> [Page]
———
I drive a mini-van… correction… I DROVE a mini-van; as of a couple of days ago, anyway. The other day I went to pick up a friend for dinner and stopped at a gas station to fill up my tank. My car had been acting ‘funny’ the night before but I decided to shrug it off. I have a habit of doing things like that… avoiding any signs of danger because I’m too scared to confront it. But here I was, doing it again. Thankfully though, as usual, the Lord came to my rescue (as He always does!). As I went to turn around the car in front of me, I couldn’t seem to move around it quite enough. I decided to back up again and start over and as I shifted into reverse, I heard something snap. That doesn’t sound good, I thought. The steering wheel continued to turn, indicating a major steering issue. The issue was: it didn’t steer. After having a mechanic inspect it, I was told that I needed to get a new car. It turns out the frame of my van had literally broken in half. I was also told that if I had been on the interstate (which I would have been on if I hadn’t stopped for gas) I probably would have been killed.
But despite the sparing of my life, I have been really… really frustrated about my car situation. I hate not having a car because my independence is really important to me. Having to rely on other people for help isn’t something I have been able to be content with. And so I have been complaining and whining a lot; sometimes out loud, and sometimes to myself and neither of these are helpful to my situation. Last night, however, the Holy Spirit spoke to me as I was getting ready for bed. Why don’t you talk to Me about it? That should have been more obvious to me than it has been but unfortunately I was too busy complaining to think about it. But as I sat and listened to what He was saying I was struck with a surge of clarity.
———
> [Extracted records]
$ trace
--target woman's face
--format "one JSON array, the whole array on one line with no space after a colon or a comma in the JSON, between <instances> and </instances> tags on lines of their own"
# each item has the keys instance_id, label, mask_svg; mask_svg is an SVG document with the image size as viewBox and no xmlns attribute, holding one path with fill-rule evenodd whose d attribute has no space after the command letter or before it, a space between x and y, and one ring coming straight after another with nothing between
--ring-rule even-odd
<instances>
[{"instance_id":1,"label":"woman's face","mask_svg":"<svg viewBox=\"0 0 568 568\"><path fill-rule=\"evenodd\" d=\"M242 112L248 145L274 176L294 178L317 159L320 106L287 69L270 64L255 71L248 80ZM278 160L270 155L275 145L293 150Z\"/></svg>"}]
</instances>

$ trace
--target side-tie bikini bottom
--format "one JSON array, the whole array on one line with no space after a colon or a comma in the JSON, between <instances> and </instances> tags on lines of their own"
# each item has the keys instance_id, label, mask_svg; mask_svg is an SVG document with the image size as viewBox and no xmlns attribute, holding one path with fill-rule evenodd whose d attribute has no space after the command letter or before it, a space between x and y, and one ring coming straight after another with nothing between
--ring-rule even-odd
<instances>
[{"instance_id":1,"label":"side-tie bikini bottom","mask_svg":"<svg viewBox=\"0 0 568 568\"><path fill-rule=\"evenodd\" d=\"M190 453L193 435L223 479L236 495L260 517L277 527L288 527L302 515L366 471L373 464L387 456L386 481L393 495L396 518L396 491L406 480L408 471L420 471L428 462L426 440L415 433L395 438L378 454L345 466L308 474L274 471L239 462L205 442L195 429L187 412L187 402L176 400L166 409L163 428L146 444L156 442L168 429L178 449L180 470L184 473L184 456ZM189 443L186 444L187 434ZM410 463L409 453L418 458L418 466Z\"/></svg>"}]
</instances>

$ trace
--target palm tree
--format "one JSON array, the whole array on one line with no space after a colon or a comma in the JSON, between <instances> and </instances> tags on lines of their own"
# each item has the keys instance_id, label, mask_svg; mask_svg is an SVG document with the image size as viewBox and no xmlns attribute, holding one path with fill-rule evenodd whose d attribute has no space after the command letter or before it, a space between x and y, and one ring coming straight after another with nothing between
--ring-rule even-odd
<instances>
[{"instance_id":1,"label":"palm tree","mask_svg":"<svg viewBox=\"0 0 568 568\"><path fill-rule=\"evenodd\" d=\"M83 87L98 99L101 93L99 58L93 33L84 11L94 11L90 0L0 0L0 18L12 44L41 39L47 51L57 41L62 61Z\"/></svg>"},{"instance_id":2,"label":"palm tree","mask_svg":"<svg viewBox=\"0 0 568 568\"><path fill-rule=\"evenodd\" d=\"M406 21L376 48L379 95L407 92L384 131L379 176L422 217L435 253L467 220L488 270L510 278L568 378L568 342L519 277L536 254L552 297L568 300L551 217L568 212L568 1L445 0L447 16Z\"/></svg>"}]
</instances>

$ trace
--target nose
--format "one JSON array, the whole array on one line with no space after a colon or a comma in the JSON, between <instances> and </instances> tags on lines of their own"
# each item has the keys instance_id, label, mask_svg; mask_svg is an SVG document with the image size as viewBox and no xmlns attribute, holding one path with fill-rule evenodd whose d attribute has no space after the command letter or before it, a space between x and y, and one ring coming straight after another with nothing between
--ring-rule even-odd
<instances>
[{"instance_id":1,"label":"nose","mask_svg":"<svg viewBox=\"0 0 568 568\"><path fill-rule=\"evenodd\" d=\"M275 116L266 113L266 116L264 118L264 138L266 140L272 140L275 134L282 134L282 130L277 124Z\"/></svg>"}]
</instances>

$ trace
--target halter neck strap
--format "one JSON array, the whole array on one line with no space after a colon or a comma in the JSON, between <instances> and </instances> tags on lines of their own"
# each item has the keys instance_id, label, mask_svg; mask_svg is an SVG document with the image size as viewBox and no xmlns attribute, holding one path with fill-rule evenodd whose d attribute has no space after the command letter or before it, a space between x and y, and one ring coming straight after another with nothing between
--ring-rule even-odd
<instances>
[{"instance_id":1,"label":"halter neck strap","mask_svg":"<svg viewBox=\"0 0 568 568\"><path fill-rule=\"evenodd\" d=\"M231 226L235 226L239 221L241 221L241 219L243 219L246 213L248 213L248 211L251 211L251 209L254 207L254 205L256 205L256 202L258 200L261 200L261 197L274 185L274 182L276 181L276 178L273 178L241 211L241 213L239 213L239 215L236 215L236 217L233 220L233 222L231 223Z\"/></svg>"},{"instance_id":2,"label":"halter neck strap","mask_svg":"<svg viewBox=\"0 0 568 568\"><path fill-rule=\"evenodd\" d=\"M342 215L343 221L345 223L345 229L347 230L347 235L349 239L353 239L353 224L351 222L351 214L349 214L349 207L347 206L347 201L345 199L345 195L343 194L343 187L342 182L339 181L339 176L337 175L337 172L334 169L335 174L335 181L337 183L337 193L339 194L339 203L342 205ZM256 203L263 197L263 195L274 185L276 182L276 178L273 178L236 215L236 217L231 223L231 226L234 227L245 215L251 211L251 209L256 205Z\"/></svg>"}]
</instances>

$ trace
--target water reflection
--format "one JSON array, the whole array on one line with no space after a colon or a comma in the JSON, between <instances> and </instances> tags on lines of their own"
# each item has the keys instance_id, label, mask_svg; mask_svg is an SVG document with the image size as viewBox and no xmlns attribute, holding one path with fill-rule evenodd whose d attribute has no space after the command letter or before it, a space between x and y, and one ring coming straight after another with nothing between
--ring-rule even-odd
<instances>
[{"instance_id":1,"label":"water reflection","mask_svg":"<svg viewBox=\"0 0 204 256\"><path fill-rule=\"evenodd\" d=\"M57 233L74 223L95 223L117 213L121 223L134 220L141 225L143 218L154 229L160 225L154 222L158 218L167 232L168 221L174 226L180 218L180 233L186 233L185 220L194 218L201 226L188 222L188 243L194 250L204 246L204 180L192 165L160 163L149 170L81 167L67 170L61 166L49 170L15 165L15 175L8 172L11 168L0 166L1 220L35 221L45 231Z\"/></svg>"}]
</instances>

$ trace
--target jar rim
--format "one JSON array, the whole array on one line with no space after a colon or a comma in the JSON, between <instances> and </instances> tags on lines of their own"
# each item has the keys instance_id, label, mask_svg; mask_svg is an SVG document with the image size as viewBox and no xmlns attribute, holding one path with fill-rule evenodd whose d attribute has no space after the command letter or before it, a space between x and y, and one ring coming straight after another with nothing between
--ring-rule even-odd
———
> [Direction 1] List every part of the vehicle that the post about the broken mini-van names.
> [Direction 2] Please continue the post about the broken mini-van, picking up after its final sentence.

> [Response 1]
- tank
- steering wheel
- frame

> [Response 2]
I had just gotten a job at a new furniture store in West Little Rock, and moved in with my brother and sister-in-law…. about three or four blocks from work. If I had stayed with the same job in Bryant I would never have been able to walk to work if I needed to. I seem to remember something like this happening when I first moved to Kansas City. My Volkswagon broke down literally THE DAY I moved within walking distance to the missions base at IHOP. Jesus has everything lined up perfectly. He is completely aware of all of my circumstances and needs. And the fact is, I can’t possibly know why all of this happened but He knows why it happened. And He turns everything that seems ugly to us into something beautiful. The Message says it better:
30-33“If God gives such attention to the appearance of wildflowers—most of which are never even seen—don’t you think he’ll attend to you, take pride in you, do his best for you? What I’m trying to do here is to get you to relax, to not be so preoccupied with getting, so you can respond to God’s giving. People who don’t know God and the way he works fuss over these things, but you know both God and how he works. Steep your life in God-reality, God-initiative, God-provisions. Don’t worry about missing out. You’ll find all your everyday human concerns will be met.
34“Give your entire attention to what God is doing right now, and don’t get worked up about what may or may not happen tomorrow. God will help you deal with whatever hard things come up when the time comes.
I have been really feeling great about my supposed move to a new apartment next week. I felt that this transition was really key to the journey Jesus was on with me. It would give me plenty of time alone with the Lord and a quiet place that I could let everything hang out with him. I had a roommate that was lined up that is very quiet and sweet so I thought for sure it was going to work out. I am suppose to move on the 24th… a week from today.
This past week I went to the prophecy rooms sort of on accident. I wasn’t really planning on it and then they happened to need people. During my time in there, Esther Min began affirming me on some things that were taking place in my life right now. That I was making wise decisions and also affirming the deep things the Lord was doing in my life. But immediately she caught my attention when she said: “I feel like Jesus is going to come into your house. Yeah. I feel like he is going to wake you up in your house in the middle of the night and you are goin got have encounters with Him.”
This was confirmation for me that this move was really strategic from the Lord.
However, I’m a little bit concerned as to the status of my roommate situation at the moment. She might have bailed on me. She is currently MIA when we have literally a week before our move and I have nowhere to go after that.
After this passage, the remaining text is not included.